Exercises>
1 - Reproduce the article on seed-saving at Canadian Mennonite University verbatim, in full.
2 - Find each line in the rows that contains the string "rocky" and copy those lines. Matching is case-sensitive.

Document extract>
Stewarding agricultural diversity across cultures

Seed-saving at CMU leads to relationships between Mennonites and indigenous peoples

Canadian Mennonite University
Winnipeg

Canadian Mennonite University (CMU) made headlines this fall when it was revealed that workers at its CMU Farm had successfully grown an ancient variety of squash from seeds shared with them by the White Earth Seed Library in Minnesota. The squash was grown in collaboration with members of Manitoba’s Métis community.

The story that accompanied the “Gete-Okosomin” squash seeds was that they were found in a clay ball at an archaeological excavation near the Wisconsin-Illinois border. It went on to suggest that the dating of the clay ball indicated that the seeds were more than 800 years old.  

The story captured the imagination of seed savers and gardeners across the continent. It is a good story—but how true is it?

Kenton Lobe, an instructor in international development studies at CMU and one of CMU Farm’s founders, smiles. “The truth of the story of these squash seeds is still emerging,” he says.

Further digging into the history of the Gete-Okosomin seeds—which, roughly translated, means “cool old squash”—revealed that they were originally given to David Wrone, an emeritus University of Wisconsin historian, by some elder women gardeners from the Miami Nation in Indiana in 1995. One of these squash had been grown and saved by the Miami people for many generations, perhaps even thousands of years.

The men and women stewarding the seeds took care to grow them so that they would not cross-pollinate with other kinds of squash, maintaining the variety and characteristics that Lobe suggests resulted in a tasty and prolific squash.

Supplied information>
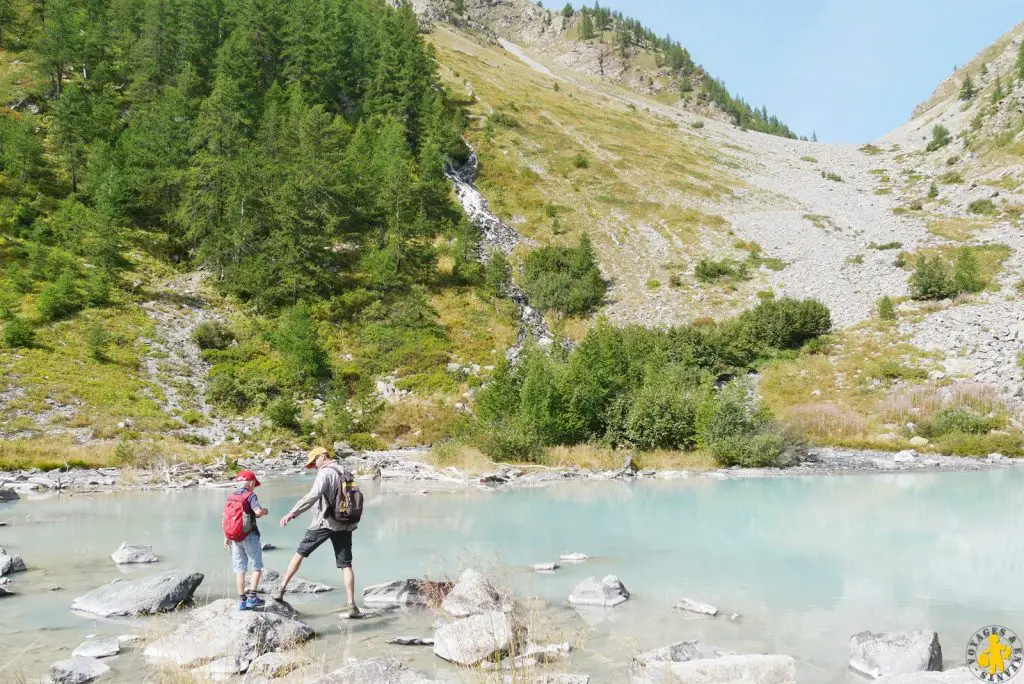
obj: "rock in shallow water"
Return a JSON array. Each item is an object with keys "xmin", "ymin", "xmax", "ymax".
[
  {"xmin": 142, "ymin": 599, "xmax": 313, "ymax": 668},
  {"xmin": 111, "ymin": 542, "xmax": 160, "ymax": 565},
  {"xmin": 71, "ymin": 570, "xmax": 203, "ymax": 617},
  {"xmin": 569, "ymin": 574, "xmax": 630, "ymax": 607},
  {"xmin": 72, "ymin": 637, "xmax": 121, "ymax": 657},
  {"xmin": 850, "ymin": 630, "xmax": 942, "ymax": 677},
  {"xmin": 50, "ymin": 657, "xmax": 111, "ymax": 684}
]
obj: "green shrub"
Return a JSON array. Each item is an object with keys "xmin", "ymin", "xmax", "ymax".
[
  {"xmin": 693, "ymin": 259, "xmax": 751, "ymax": 283},
  {"xmin": 910, "ymin": 255, "xmax": 956, "ymax": 301},
  {"xmin": 925, "ymin": 124, "xmax": 951, "ymax": 152},
  {"xmin": 967, "ymin": 198, "xmax": 998, "ymax": 216},
  {"xmin": 36, "ymin": 270, "xmax": 82, "ymax": 320},
  {"xmin": 739, "ymin": 297, "xmax": 831, "ymax": 349},
  {"xmin": 266, "ymin": 396, "xmax": 299, "ymax": 429},
  {"xmin": 522, "ymin": 234, "xmax": 607, "ymax": 315},
  {"xmin": 191, "ymin": 320, "xmax": 234, "ymax": 349},
  {"xmin": 3, "ymin": 316, "xmax": 36, "ymax": 349},
  {"xmin": 879, "ymin": 295, "xmax": 896, "ymax": 320}
]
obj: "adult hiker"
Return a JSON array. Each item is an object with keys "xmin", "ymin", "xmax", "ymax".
[
  {"xmin": 221, "ymin": 470, "xmax": 269, "ymax": 610},
  {"xmin": 273, "ymin": 446, "xmax": 362, "ymax": 617}
]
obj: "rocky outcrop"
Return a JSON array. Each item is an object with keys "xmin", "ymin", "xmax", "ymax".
[
  {"xmin": 71, "ymin": 570, "xmax": 203, "ymax": 617},
  {"xmin": 111, "ymin": 542, "xmax": 160, "ymax": 565},
  {"xmin": 259, "ymin": 568, "xmax": 334, "ymax": 594},
  {"xmin": 629, "ymin": 641, "xmax": 797, "ymax": 684},
  {"xmin": 569, "ymin": 574, "xmax": 630, "ymax": 607},
  {"xmin": 362, "ymin": 580, "xmax": 453, "ymax": 606},
  {"xmin": 441, "ymin": 568, "xmax": 513, "ymax": 617},
  {"xmin": 50, "ymin": 657, "xmax": 111, "ymax": 684},
  {"xmin": 314, "ymin": 657, "xmax": 432, "ymax": 684},
  {"xmin": 434, "ymin": 610, "xmax": 522, "ymax": 667},
  {"xmin": 143, "ymin": 599, "xmax": 314, "ymax": 672},
  {"xmin": 850, "ymin": 630, "xmax": 942, "ymax": 677},
  {"xmin": 72, "ymin": 637, "xmax": 121, "ymax": 658}
]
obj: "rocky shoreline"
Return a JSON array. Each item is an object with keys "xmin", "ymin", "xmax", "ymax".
[{"xmin": 0, "ymin": 447, "xmax": 1024, "ymax": 503}]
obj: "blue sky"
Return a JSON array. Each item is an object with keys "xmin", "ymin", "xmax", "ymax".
[{"xmin": 589, "ymin": 0, "xmax": 1024, "ymax": 142}]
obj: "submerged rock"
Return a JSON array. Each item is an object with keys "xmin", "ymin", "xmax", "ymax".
[
  {"xmin": 441, "ymin": 568, "xmax": 512, "ymax": 617},
  {"xmin": 675, "ymin": 598, "xmax": 718, "ymax": 616},
  {"xmin": 71, "ymin": 570, "xmax": 203, "ymax": 617},
  {"xmin": 629, "ymin": 641, "xmax": 797, "ymax": 684},
  {"xmin": 142, "ymin": 599, "xmax": 314, "ymax": 670},
  {"xmin": 259, "ymin": 569, "xmax": 334, "ymax": 594},
  {"xmin": 111, "ymin": 542, "xmax": 160, "ymax": 565},
  {"xmin": 50, "ymin": 657, "xmax": 111, "ymax": 684},
  {"xmin": 72, "ymin": 637, "xmax": 121, "ymax": 657},
  {"xmin": 362, "ymin": 580, "xmax": 453, "ymax": 606},
  {"xmin": 850, "ymin": 630, "xmax": 942, "ymax": 677},
  {"xmin": 434, "ymin": 610, "xmax": 519, "ymax": 667},
  {"xmin": 569, "ymin": 574, "xmax": 630, "ymax": 607},
  {"xmin": 314, "ymin": 657, "xmax": 433, "ymax": 684}
]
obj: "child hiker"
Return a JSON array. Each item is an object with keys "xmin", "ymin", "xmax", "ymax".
[{"xmin": 222, "ymin": 470, "xmax": 269, "ymax": 610}]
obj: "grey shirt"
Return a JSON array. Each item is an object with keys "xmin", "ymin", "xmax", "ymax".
[{"xmin": 289, "ymin": 463, "xmax": 357, "ymax": 531}]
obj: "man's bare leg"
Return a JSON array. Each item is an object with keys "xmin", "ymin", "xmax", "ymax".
[{"xmin": 273, "ymin": 554, "xmax": 303, "ymax": 601}]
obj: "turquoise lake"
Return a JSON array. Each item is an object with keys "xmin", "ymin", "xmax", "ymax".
[{"xmin": 0, "ymin": 469, "xmax": 1024, "ymax": 684}]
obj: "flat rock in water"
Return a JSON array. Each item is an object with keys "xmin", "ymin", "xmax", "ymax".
[
  {"xmin": 850, "ymin": 630, "xmax": 942, "ymax": 677},
  {"xmin": 50, "ymin": 657, "xmax": 111, "ymax": 684},
  {"xmin": 259, "ymin": 569, "xmax": 334, "ymax": 594},
  {"xmin": 111, "ymin": 542, "xmax": 160, "ymax": 565},
  {"xmin": 874, "ymin": 668, "xmax": 974, "ymax": 684},
  {"xmin": 72, "ymin": 637, "xmax": 121, "ymax": 657},
  {"xmin": 142, "ymin": 599, "xmax": 313, "ymax": 668},
  {"xmin": 246, "ymin": 652, "xmax": 303, "ymax": 679},
  {"xmin": 71, "ymin": 570, "xmax": 203, "ymax": 617},
  {"xmin": 441, "ymin": 568, "xmax": 512, "ymax": 617},
  {"xmin": 362, "ymin": 580, "xmax": 452, "ymax": 606},
  {"xmin": 434, "ymin": 610, "xmax": 519, "ymax": 667},
  {"xmin": 314, "ymin": 657, "xmax": 432, "ymax": 684},
  {"xmin": 569, "ymin": 574, "xmax": 630, "ymax": 607},
  {"xmin": 675, "ymin": 598, "xmax": 718, "ymax": 616},
  {"xmin": 629, "ymin": 641, "xmax": 797, "ymax": 684}
]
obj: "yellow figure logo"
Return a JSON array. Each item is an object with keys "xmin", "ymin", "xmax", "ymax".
[
  {"xmin": 978, "ymin": 634, "xmax": 1014, "ymax": 675},
  {"xmin": 967, "ymin": 625, "xmax": 1024, "ymax": 682}
]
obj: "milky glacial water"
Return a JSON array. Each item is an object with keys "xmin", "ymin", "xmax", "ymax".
[{"xmin": 0, "ymin": 469, "xmax": 1024, "ymax": 684}]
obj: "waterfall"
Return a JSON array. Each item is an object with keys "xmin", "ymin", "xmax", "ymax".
[{"xmin": 444, "ymin": 147, "xmax": 554, "ymax": 361}]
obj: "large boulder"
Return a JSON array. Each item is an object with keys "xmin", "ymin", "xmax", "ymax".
[
  {"xmin": 850, "ymin": 630, "xmax": 942, "ymax": 677},
  {"xmin": 71, "ymin": 570, "xmax": 203, "ymax": 617},
  {"xmin": 315, "ymin": 657, "xmax": 432, "ymax": 684},
  {"xmin": 111, "ymin": 542, "xmax": 160, "ymax": 565},
  {"xmin": 629, "ymin": 641, "xmax": 797, "ymax": 684},
  {"xmin": 50, "ymin": 657, "xmax": 111, "ymax": 684},
  {"xmin": 434, "ymin": 610, "xmax": 520, "ymax": 667},
  {"xmin": 259, "ymin": 568, "xmax": 334, "ymax": 594},
  {"xmin": 441, "ymin": 568, "xmax": 513, "ymax": 617},
  {"xmin": 142, "ymin": 599, "xmax": 313, "ymax": 670},
  {"xmin": 362, "ymin": 580, "xmax": 453, "ymax": 606},
  {"xmin": 569, "ymin": 574, "xmax": 630, "ymax": 607}
]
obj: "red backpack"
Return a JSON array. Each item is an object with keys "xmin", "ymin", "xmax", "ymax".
[{"xmin": 220, "ymin": 491, "xmax": 253, "ymax": 542}]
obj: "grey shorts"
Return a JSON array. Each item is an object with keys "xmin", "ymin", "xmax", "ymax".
[{"xmin": 231, "ymin": 533, "xmax": 263, "ymax": 572}]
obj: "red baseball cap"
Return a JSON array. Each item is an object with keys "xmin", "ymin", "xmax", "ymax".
[{"xmin": 234, "ymin": 470, "xmax": 259, "ymax": 486}]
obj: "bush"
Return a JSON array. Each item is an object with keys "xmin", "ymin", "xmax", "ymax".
[
  {"xmin": 910, "ymin": 255, "xmax": 956, "ymax": 301},
  {"xmin": 879, "ymin": 295, "xmax": 896, "ymax": 320},
  {"xmin": 266, "ymin": 396, "xmax": 299, "ymax": 430},
  {"xmin": 36, "ymin": 270, "xmax": 82, "ymax": 320},
  {"xmin": 739, "ymin": 297, "xmax": 831, "ymax": 349},
  {"xmin": 522, "ymin": 234, "xmax": 607, "ymax": 315},
  {"xmin": 693, "ymin": 259, "xmax": 750, "ymax": 283},
  {"xmin": 191, "ymin": 320, "xmax": 234, "ymax": 349},
  {"xmin": 925, "ymin": 125, "xmax": 950, "ymax": 152},
  {"xmin": 3, "ymin": 316, "xmax": 36, "ymax": 349}
]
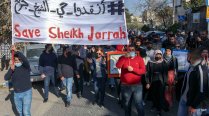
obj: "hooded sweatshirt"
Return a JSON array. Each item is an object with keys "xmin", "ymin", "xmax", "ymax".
[{"xmin": 116, "ymin": 53, "xmax": 146, "ymax": 85}]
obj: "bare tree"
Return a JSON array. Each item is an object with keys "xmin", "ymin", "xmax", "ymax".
[
  {"xmin": 0, "ymin": 0, "xmax": 12, "ymax": 39},
  {"xmin": 136, "ymin": 0, "xmax": 172, "ymax": 27}
]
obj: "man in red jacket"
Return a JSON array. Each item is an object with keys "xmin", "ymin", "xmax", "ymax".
[{"xmin": 116, "ymin": 45, "xmax": 146, "ymax": 116}]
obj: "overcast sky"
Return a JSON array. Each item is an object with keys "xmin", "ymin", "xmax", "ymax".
[{"xmin": 124, "ymin": 0, "xmax": 140, "ymax": 15}]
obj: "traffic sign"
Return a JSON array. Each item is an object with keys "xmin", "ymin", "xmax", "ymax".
[{"xmin": 206, "ymin": 6, "xmax": 209, "ymax": 22}]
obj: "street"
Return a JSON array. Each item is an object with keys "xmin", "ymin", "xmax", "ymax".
[{"xmin": 0, "ymin": 71, "xmax": 177, "ymax": 116}]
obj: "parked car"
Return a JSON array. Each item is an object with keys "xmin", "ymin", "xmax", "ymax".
[
  {"xmin": 24, "ymin": 44, "xmax": 45, "ymax": 82},
  {"xmin": 145, "ymin": 31, "xmax": 165, "ymax": 40}
]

Responses per task>
1 -
Stewarding agricultural diversity across cultures

Seed-saving at CMU leads to relationships between Mennonites and indigenous peoples

Canadian Mennonite University
Winnipeg

Canadian Mennonite University (CMU) made headlines this fall when it was revealed that workers at its CMU Farm had successfully grown an ancient variety of squash from seeds shared with them by the White Earth Seed Library in Minnesota. The squash was grown in collaboration with members of Manitoba’s Métis community.

The story that accompanied the “Gete-Okosomin” squash seeds was that they were found in a clay ball at an archaeological excavation near the Wisconsin-Illinois border. It went on to suggest that the dating of the clay ball indicated that the seeds were more than 800 years old.  

The story captured the imagination of seed savers and gardeners across the continent. It is a good story—but how true is it?

Kenton Lobe, an instructor in international development studies at CMU and one of CMU Farm’s founders, smiles. “The truth of the story of these squash seeds is still emerging,” he says.

Further digging into the history of the Gete-Okosomin seeds—which, roughly translated, means “cool old squash”—revealed that they were originally given to David Wrone, an emeritus University of Wisconsin historian, by some elder women gardeners from the Miami Nation in Indiana in 1995. One of these squash had been grown and saved by the Miami people for many generations, perhaps even thousands of years.

The men and women stewarding the seeds took care to grow them so that they would not cross-pollinate with other kinds of squash, maintaining the variety and characteristics that Lobe suggests resulted in a tasty and prolific squash.

2 -
obj: "rocky outcrop"
obj: "rocky shoreline"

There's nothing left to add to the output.